Aufgabe A:
Schreiben Sie aus den Datenzeilen die Zeilen von der Zeile mit „Where can you see the flush“ bis einschließlich der Zeile mit „column 103, row 508“ unverändert ab.

Textauszug:
Ksenija Sidorova über das Akkordeon als „Instrument des Jahres“, die Vielfalt des Repertoires und wieso es sich bestens für Anfänger eignet.

vonJan-Hendrik Maier,

Das „Jahr der Stimme“ neigt sich dem Ende zu. Für 2026 hat der Deutsche Musikrat das Akkordeon als „Instrument des Jahres“ auserkoren. Zu den weltweit renommierten Solisten zählt die Lettin Ksenija Sidorova. Bevor sie sich zum Komponisten Fazıl Say aufmacht, um ihm detailliert die Feinheiten ihres Instruments zu erklären, schaltet sich die 37-Jährige frühmorgens aus Istanbul zum Interview.

„Kaum ein Instrument ist stilistisch derart offen“, heißt es in der offiziellen Begründung. Was zeichnet für Sie das Akkordeon aus?

Aufgabe B:
Wiederholen Sie aus dem Textauszug über das Akkordeon wortgetreu die Passage von „Das „Jahr der“ bis einschließlich „Istanbul zum Interview.“.

Datenzeilen:
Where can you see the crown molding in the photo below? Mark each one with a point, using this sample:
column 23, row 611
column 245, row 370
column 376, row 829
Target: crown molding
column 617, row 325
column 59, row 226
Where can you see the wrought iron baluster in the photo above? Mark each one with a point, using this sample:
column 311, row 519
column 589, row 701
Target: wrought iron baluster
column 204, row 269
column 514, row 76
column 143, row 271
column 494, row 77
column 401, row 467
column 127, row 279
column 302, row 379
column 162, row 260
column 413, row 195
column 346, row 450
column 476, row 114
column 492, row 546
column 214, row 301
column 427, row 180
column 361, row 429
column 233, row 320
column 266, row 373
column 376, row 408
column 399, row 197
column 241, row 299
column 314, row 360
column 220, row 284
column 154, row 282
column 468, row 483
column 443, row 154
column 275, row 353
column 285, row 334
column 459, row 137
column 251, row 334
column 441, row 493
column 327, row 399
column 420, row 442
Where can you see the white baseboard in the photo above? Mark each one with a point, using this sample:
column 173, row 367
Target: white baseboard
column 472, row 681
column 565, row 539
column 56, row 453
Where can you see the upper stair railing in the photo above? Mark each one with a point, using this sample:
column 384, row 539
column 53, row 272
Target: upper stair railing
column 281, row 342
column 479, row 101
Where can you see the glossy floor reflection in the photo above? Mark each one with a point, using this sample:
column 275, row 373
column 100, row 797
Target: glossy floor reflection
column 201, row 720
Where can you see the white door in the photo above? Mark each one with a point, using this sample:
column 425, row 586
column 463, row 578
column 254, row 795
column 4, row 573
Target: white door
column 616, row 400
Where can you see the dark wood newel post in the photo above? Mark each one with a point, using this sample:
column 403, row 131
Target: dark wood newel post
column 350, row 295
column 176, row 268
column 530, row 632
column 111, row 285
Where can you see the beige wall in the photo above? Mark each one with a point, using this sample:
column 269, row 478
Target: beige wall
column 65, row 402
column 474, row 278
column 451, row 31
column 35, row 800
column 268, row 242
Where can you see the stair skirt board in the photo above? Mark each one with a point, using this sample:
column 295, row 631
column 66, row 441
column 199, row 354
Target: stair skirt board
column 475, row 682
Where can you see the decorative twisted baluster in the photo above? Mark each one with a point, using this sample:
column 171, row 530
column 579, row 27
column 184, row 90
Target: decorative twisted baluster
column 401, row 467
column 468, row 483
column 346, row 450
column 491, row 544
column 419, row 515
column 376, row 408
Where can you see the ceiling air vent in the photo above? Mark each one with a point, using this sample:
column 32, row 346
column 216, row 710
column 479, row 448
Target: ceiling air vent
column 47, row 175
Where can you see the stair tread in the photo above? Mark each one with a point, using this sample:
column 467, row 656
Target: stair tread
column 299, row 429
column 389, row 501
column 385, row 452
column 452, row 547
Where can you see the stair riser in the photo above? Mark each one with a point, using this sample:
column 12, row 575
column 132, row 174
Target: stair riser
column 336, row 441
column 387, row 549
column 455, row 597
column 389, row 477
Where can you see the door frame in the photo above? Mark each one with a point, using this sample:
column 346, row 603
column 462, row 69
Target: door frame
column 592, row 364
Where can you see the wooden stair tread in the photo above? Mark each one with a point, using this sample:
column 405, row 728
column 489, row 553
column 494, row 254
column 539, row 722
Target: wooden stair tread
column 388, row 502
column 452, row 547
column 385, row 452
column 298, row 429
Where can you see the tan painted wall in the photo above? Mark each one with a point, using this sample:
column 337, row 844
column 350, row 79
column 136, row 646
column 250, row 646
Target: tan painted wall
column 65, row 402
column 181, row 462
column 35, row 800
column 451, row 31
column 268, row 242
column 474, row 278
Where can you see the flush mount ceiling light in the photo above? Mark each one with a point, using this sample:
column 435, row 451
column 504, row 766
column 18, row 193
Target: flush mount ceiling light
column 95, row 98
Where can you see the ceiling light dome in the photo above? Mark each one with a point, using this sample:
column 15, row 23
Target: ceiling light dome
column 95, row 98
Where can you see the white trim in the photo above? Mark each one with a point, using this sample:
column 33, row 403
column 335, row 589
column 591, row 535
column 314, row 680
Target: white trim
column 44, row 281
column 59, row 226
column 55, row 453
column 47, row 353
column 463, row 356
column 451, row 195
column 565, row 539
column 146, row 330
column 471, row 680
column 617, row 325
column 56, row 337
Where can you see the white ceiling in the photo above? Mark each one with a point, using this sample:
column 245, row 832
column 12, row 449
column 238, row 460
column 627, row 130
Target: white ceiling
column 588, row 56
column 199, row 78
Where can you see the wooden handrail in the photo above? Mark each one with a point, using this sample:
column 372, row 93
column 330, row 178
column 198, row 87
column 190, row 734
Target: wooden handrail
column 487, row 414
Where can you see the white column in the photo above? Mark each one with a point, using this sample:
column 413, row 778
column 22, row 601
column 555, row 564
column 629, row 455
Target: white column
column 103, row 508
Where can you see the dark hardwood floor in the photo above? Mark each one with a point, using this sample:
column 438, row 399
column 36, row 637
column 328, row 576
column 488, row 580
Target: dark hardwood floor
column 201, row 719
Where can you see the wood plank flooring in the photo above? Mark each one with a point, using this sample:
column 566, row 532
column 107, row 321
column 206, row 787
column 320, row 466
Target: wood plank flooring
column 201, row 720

Lösung A:
Where can you see the flush mount ceiling light in the photo above? Mark each one with a point, using this sample:
column 435, row 451
column 504, row 766
column 18, row 193
Target: flush mount ceiling light
column 95, row 98
Where can you see the ceiling light dome in the photo above? Mark each one with a point, using this sample:
column 15, row 23
Target: ceiling light dome
column 95, row 98
Where can you see the white trim in the photo above? Mark each one with a point, using this sample:
column 33, row 403
column 335, row 589
column 591, row 535
column 314, row 680
Target: white trim
column 44, row 281
column 59, row 226
column 55, row 453
column 47, row 353
column 463, row 356
column 451, row 195
column 565, row 539
column 146, row 330
column 471, row 680
column 617, row 325
column 56, row 337
Where can you see the white ceiling in the photo above? Mark each one with a point, using this sample:
column 245, row 832
column 12, row 449
column 238, row 460
column 627, row 130
Target: white ceiling
column 588, row 56
column 199, row 78
Where can you see the wooden handrail in the photo above? Mark each one with a point, using this sample:
column 372, row 93
column 330, row 178
column 198, row 87
column 190, row 734
Target: wooden handrail
column 487, row 414
Where can you see the white column in the photo above? Mark each one with a point, using this sample:
column 413, row 778
column 22, row 601
column 555, row 564
column 629, row 455
Target: white column
column 103, row 508

Lösung B:
Das „Jahr der Stimme“ neigt sich dem Ende zu. Für 2026 hat der Deutsche Musikrat das Akkordeon als „Instrument des Jahres“ auserkoren. Zu den weltweit renommierten Solisten zählt die Lettin Ksenija Sidorova. Bevor sie sich zum Komponisten Fazıl Say aufmacht, um ihm detailliert die Feinheiten ihres Instruments zu erklären, schaltet sich die 37-Jährige frühmorgens aus Istanbul zum Interview.